# LISTED RECORDS
+ + + +

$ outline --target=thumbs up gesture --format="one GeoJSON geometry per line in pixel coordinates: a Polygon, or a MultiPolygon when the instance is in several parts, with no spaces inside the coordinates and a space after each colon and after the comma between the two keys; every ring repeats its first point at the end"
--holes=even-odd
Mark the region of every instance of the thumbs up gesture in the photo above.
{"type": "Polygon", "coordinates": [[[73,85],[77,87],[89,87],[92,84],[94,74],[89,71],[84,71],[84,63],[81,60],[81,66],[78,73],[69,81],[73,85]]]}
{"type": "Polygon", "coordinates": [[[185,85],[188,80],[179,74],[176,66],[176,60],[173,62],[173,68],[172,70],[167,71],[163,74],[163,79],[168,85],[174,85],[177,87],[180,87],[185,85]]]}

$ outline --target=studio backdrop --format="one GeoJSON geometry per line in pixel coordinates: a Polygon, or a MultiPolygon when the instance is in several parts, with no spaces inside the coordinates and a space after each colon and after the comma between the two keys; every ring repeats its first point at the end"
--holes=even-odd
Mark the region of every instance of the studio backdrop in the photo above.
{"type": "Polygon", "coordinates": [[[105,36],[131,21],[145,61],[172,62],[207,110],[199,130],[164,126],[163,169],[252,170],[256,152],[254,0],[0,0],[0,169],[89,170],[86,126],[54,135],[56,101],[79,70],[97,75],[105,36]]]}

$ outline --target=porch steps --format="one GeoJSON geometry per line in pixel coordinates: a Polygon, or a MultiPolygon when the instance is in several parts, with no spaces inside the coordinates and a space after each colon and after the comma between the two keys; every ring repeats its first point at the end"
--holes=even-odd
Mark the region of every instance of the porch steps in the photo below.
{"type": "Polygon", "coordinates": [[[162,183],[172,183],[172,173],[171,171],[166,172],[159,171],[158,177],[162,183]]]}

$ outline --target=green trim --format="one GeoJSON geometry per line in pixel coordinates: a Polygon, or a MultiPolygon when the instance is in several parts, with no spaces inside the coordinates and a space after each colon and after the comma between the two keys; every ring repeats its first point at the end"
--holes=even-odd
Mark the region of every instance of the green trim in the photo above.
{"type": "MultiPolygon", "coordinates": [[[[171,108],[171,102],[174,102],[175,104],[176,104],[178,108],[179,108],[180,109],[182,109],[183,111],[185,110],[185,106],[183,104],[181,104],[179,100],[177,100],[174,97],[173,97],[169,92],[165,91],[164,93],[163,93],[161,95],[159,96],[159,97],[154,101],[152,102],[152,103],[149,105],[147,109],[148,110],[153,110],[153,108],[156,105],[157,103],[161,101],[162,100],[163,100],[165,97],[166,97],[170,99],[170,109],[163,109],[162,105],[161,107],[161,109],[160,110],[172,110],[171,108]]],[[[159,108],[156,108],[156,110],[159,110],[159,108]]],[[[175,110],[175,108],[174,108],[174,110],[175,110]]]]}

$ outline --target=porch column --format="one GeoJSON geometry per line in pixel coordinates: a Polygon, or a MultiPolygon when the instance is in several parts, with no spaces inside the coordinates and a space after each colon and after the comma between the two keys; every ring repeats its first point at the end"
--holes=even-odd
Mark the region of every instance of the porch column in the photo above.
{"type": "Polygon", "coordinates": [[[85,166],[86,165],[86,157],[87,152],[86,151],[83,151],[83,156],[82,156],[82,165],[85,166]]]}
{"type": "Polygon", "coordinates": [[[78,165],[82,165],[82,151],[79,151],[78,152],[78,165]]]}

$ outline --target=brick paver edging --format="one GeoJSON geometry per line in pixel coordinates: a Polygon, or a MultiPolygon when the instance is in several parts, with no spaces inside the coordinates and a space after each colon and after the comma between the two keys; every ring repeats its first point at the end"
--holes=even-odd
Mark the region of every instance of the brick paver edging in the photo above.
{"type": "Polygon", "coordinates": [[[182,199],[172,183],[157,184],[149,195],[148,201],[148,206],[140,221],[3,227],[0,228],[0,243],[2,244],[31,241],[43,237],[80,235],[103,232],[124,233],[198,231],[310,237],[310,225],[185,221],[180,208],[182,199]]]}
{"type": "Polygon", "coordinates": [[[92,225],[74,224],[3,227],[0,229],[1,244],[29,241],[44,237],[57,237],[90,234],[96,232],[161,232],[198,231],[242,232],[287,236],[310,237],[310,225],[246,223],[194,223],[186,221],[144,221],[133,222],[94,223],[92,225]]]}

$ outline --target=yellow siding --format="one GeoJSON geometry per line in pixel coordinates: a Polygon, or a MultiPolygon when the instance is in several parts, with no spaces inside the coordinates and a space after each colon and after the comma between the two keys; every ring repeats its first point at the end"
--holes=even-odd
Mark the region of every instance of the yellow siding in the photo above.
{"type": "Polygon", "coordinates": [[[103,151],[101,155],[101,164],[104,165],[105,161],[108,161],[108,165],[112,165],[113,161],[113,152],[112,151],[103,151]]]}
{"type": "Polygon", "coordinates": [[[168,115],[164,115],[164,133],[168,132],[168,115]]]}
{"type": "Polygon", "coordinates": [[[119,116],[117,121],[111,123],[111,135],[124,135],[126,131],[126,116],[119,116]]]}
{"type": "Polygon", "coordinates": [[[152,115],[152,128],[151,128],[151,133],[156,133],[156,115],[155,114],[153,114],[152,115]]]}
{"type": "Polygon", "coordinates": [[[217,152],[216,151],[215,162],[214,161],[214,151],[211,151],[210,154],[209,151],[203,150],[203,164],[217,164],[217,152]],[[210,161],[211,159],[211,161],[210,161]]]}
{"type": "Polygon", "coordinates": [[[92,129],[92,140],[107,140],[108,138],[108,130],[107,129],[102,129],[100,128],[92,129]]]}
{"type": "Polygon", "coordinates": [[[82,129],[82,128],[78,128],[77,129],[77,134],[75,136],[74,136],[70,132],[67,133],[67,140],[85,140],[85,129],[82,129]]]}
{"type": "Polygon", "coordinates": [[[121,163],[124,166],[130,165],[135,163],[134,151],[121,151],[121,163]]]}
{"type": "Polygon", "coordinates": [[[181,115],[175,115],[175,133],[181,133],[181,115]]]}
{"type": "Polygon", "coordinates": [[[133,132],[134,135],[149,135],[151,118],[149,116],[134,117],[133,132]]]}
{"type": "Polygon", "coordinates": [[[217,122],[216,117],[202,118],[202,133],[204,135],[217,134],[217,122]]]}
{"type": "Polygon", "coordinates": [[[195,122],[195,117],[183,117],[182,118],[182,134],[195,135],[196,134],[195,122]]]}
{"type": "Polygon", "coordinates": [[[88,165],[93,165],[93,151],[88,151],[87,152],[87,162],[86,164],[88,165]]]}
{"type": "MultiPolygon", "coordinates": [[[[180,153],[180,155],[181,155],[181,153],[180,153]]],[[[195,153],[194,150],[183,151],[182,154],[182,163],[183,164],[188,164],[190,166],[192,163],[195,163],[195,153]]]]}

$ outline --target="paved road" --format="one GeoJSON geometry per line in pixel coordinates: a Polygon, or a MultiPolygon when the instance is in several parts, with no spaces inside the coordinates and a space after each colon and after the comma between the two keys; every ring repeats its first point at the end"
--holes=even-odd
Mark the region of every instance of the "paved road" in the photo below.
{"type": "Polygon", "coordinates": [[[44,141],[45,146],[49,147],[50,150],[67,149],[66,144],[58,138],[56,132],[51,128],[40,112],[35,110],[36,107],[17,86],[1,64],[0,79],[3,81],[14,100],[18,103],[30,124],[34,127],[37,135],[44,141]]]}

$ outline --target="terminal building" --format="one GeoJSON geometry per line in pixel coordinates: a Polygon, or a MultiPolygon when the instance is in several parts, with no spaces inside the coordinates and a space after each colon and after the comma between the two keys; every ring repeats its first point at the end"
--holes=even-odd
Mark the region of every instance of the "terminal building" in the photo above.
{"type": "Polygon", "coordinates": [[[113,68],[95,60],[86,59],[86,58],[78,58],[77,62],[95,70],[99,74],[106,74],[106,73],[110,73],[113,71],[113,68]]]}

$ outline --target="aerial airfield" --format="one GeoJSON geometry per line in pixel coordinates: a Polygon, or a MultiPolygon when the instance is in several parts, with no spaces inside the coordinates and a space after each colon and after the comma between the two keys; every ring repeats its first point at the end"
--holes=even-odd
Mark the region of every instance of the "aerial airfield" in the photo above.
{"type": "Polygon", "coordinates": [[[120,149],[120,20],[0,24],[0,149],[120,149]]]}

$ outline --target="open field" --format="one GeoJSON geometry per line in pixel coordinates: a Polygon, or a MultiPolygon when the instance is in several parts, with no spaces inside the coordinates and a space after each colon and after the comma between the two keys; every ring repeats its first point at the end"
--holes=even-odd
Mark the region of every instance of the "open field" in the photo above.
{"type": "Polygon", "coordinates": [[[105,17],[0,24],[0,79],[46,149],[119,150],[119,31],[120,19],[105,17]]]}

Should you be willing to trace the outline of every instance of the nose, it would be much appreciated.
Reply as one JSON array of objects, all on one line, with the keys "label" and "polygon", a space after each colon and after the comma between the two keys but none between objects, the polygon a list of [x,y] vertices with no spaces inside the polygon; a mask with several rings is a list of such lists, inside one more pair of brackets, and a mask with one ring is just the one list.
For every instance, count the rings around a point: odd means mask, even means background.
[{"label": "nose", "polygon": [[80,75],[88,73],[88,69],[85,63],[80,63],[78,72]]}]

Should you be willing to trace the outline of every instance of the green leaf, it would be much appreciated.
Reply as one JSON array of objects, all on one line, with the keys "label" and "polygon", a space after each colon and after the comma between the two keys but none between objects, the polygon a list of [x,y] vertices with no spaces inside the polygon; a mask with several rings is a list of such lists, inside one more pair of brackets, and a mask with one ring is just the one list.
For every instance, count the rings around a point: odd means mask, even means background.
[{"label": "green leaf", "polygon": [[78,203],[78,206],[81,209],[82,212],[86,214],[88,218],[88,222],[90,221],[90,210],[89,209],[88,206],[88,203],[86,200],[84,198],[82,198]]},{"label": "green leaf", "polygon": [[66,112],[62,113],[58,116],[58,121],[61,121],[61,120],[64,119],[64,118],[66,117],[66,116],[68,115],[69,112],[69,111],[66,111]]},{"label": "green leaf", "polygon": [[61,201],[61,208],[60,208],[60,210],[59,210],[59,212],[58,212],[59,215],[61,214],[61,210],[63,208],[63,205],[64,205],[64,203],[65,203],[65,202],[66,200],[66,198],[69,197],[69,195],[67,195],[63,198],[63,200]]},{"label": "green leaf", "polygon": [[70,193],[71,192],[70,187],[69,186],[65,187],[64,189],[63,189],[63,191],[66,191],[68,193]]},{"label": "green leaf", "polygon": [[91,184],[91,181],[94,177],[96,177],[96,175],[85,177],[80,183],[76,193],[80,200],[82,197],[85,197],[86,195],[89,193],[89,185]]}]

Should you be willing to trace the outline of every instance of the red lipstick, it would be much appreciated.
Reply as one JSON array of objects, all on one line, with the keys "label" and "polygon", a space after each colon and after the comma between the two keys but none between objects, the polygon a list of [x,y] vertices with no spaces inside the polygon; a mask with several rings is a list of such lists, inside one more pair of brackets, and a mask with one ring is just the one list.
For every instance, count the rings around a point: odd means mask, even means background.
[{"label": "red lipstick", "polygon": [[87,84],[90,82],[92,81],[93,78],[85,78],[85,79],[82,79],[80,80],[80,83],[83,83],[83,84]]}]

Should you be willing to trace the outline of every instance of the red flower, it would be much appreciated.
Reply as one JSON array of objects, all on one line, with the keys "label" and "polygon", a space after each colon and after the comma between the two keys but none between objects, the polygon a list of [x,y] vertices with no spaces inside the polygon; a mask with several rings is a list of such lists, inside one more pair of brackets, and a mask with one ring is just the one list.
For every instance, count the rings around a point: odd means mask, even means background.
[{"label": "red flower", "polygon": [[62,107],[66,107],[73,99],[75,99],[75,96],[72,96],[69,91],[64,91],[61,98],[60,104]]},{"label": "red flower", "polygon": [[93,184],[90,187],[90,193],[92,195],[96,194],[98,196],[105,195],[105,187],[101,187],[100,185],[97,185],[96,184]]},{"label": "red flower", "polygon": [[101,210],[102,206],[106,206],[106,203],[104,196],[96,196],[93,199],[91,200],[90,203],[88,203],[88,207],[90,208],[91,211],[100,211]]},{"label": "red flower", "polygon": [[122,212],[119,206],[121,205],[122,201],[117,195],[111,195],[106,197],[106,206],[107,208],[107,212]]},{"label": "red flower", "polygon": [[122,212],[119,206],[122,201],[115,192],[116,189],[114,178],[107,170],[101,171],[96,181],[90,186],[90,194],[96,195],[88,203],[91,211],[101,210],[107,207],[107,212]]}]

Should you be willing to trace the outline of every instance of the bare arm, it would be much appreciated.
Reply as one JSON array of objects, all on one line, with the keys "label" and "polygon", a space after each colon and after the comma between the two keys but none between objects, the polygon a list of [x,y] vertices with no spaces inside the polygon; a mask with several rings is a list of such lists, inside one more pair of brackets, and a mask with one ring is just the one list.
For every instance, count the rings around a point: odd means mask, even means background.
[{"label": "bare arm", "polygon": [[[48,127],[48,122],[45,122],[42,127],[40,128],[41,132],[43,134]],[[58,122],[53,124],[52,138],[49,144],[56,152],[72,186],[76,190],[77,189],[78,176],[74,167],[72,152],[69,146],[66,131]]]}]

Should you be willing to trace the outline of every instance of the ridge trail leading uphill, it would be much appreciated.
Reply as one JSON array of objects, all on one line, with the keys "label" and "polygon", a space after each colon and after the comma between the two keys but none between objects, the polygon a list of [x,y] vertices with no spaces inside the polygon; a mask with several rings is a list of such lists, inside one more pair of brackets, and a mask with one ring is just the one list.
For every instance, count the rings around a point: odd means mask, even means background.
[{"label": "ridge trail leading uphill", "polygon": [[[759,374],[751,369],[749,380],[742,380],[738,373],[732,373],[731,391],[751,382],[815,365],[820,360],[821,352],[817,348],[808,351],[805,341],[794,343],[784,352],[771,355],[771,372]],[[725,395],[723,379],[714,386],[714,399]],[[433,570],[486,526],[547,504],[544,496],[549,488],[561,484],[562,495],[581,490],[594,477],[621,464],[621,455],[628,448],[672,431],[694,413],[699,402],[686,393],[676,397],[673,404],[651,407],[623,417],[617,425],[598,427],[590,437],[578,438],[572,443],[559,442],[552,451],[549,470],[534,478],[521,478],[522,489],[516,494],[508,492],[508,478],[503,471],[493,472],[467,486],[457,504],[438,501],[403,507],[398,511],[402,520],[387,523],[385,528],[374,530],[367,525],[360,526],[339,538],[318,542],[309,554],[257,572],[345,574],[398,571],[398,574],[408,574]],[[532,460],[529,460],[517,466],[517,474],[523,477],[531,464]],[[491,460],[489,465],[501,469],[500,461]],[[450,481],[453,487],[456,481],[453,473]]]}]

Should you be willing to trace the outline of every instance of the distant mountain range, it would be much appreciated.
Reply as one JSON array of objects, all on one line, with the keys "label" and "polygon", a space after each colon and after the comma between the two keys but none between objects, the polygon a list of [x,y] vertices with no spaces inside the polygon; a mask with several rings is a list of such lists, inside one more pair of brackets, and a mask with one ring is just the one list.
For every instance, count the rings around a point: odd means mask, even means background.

+ + + +

Return precisely the lines of the records, starting with the line that holds "range, it would be much appreciated." and ending with the last one.

# OUTPUT BELOW
Should you be willing to trace the outline of every instance of the distant mountain range, it would be much appreciated.
Reply as one JSON array of objects, all on one line, with the keys "label" and "polygon", a space after each colon and after the comma between the two keys but none between objects, the polygon a list of [x,y] vertices with no spaces inside the polygon; a mask with several rings is a list of such lists, inside one more pair of brackets, and a mask with one ring is just the one list.
For every instance, count the rings around a point: odd means mask, even means background.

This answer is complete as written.